### EXCERPT TO READ
________

It goes by different names in different cultures. In many Western nations, an old-fashioned standoff with figurative swords drawn is called a game of chicken, which by way of explanation means, the first one to blink is deemed a coward.
Bawk, bawk, bawk.
A different weapon is being brandished in what could fast become one of the sporting world's most interesting, if esoteric, staredowns.
The US PGA Tour on Sunday formally announced its opposition to a rule change designed for the betterment of the global game and propelled by popular opinion, representing a mutiny of the most public kind.
As Golf Channel analyst Frank Nobilo put it, "We are playing Russian Roulette with the game."
The game's two governing bodies, the Royal & Ancient and US Golf Association, announced in November that the anchoring of putters to any part of the body would be forbidden starting in 2016, and established a three-month window for interested parties to provide comment. Sunday at the Accenture Match Play Championship outside Tucson, feedback came in the form of heavy ordnance.
The tournament site near Tucson, Arizona, is located about 160 kilometres from the United States's southern border, and this could fast devolve into a Mexican standoff.
Long eviscerated by aficionados for being slow-moving on key issues involving the game, the USGA and R&A took a proactive step by banning the anchoring of putters to the body, which means those using belly and broom models on the greens had three years to adjust before the styles were abolished.
Public sentiment was strongly in the rule-makers' corner, though longer putters had been used for decades, mostly with mixed results.
However, the past few seasons have seen a comparative tectonic shift — three of the past five winners at major championships have used belly putters — and the number of winners using anchored putters in the States quintupled in two seasons.
Acting as stewards, the governing bodies listened and acted with nothing but the best interests of the game in mind, reasoning that a golf stroke should involve two hands and no anchoring of a club like a hinge. Imagine that. No dollars or dirhams were involved in the decision, either.

________

### DATASET CONTENT
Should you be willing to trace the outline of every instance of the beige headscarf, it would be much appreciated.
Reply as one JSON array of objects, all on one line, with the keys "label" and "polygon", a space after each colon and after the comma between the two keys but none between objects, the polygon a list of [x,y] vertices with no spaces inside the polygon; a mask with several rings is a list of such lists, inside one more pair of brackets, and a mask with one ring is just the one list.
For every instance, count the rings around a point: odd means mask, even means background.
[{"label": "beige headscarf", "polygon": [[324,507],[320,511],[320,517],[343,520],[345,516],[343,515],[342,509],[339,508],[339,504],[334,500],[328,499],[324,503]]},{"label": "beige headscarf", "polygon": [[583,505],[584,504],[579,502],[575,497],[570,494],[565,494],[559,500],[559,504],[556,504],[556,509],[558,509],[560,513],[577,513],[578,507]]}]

________

### THE TASK
Reproduce word for word the article about the anchored putter ban shown above.

### EXPECTED ANSWER
It goes by different names in different cultures. In many Western nations, an old-fashioned standoff with figurative swords drawn is called a game of chicken, which by way of explanation means, the first one to blink is deemed a coward.
Bawk, bawk, bawk.
A different weapon is being brandished in what could fast become one of the sporting world's most interesting, if esoteric, staredowns.
The US PGA Tour on Sunday formally announced its opposition to a rule change designed for the betterment of the global game and propelled by popular opinion, representing a mutiny of the most public kind.
As Golf Channel analyst Frank Nobilo put it, "We are playing Russian Roulette with the game."
The game's two governing bodies, the Royal & Ancient and US Golf Association, announced in November that the anchoring of putters to any part of the body would be forbidden starting in 2016, and established a three-month window for interested parties to provide comment. Sunday at the Accenture Match Play Championship outside Tucson, feedback came in the form of heavy ordnance.
The tournament site near Tucson, Arizona, is located about 160 kilometres from the United States's southern border, and this could fast devolve into a Mexican standoff.
Long eviscerated by aficionados for being slow-moving on key issues involving the game, the USGA and R&A took a proactive step by banning the anchoring of putters to the body, which means those using belly and broom models on the greens had three years to adjust before the styles were abolished.
Public sentiment was strongly in the rule-makers' corner, though longer putters had been used for decades, mostly with mixed results.
However, the past few seasons have seen a comparative tectonic shift — three of the past five winners at major championships have used belly putters — and the number of winners using anchored putters in the States quintupled in two seasons.
Acting as stewards, the governing bodies listened and acted with nothing but the best interests of the game in mind, reasoning that a golf stroke should involve two hands and no anchoring of a club like a hinge. Imagine that. No dollars or dirhams were involved in the decision, either.